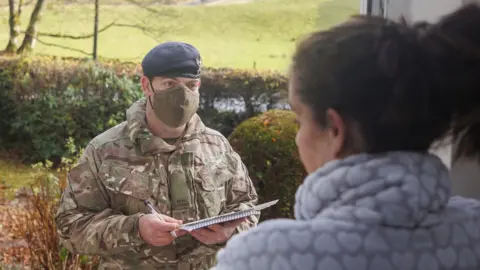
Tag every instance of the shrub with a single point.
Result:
(266, 144)
(51, 102)
(30, 225)
(46, 101)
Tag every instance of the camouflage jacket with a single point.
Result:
(197, 177)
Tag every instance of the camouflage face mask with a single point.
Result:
(175, 106)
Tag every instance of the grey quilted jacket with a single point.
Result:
(367, 212)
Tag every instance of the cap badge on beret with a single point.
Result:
(199, 63)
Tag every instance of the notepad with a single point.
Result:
(191, 226)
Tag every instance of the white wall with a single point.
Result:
(432, 10)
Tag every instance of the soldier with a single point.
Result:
(162, 154)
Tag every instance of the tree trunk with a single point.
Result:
(14, 25)
(95, 32)
(31, 33)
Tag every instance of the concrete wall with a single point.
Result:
(432, 10)
(465, 172)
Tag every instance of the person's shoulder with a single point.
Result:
(274, 244)
(113, 134)
(213, 136)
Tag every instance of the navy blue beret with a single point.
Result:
(172, 59)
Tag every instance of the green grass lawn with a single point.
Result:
(263, 32)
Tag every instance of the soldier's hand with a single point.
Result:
(156, 232)
(217, 233)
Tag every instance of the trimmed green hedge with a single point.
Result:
(266, 144)
(49, 105)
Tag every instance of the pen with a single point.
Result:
(150, 207)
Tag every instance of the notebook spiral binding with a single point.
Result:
(219, 219)
(225, 217)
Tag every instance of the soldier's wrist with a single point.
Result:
(136, 230)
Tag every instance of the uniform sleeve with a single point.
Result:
(241, 193)
(85, 221)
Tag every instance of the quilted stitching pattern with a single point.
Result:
(383, 212)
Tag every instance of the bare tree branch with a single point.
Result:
(62, 47)
(57, 35)
(145, 30)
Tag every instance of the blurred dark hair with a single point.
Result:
(405, 86)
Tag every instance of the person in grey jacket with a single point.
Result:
(371, 96)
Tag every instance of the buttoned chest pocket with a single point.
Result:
(129, 188)
(211, 179)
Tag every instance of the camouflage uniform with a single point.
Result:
(126, 165)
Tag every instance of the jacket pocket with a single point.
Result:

• [WHAT THE TASK ASKS] Pictures aside, reproduce every record exactly as it stands.

• [ANSWER TO THIS PROBLEM]
Tag every instance of the shrub with a single point.
Result:
(266, 144)
(51, 102)
(30, 225)
(46, 101)
Tag every instance of the camouflage jacket with a single point.
Result:
(197, 177)
Tag every instance of the camouflage face mask with a single point.
Result:
(175, 106)
Tag every instance of the grey quilted jacket with a single point.
Result:
(367, 212)
Tag every instance of the cap badge on beret with a single point.
Result:
(199, 63)
Tag every instance of the notepad with a single point.
Result:
(191, 226)
Tag every instance of the white wall with a single point.
Result:
(432, 10)
Tag every instance of the soldier with a single point.
Result:
(162, 154)
Tag every instance of the tree trunk with a single point.
Result:
(14, 25)
(95, 32)
(31, 33)
Tag every instance of the concrete wall with a single point.
Result:
(432, 10)
(465, 172)
Tag every instance of the person's shoulder with a single point.
Result:
(274, 244)
(113, 134)
(213, 136)
Tag every instance of the navy blue beret with a single point.
Result:
(172, 59)
Tag every instance of the green grass lawn with a single point.
Result:
(263, 32)
Tag every instance of the soldier's hand with a single point.
Result:
(156, 232)
(217, 233)
Tag every instance of the trimmed green hedge with a single point.
Result:
(266, 144)
(49, 105)
Tag every instance of the pen with a single point.
Result:
(150, 207)
Tag every instance of the notebook spiral binding with a single point.
Result:
(219, 219)
(225, 217)
Tag every instance of the soldier's wrist with a single point.
Result:
(136, 230)
Tag every instance of the uniform sleeve with a single point.
Result:
(241, 193)
(85, 221)
Tag every instance of the quilted stitching pattern with a single point.
Result:
(383, 212)
Tag every instance of the bare tree branch with a single point.
Result:
(62, 47)
(57, 35)
(145, 30)
Tag every instance of the blurred dark hair with a single point.
Result:
(405, 86)
Tag every instance of the person in grey jacket with a single point.
Result:
(371, 96)
Tag every instance of the buttoned chest pocket with a single point.
Result:
(129, 188)
(211, 179)
Tag every instance of the camouflage uniform with a single point.
Result:
(126, 165)
Tag every instance of the jacket pocket with a single point.
Result:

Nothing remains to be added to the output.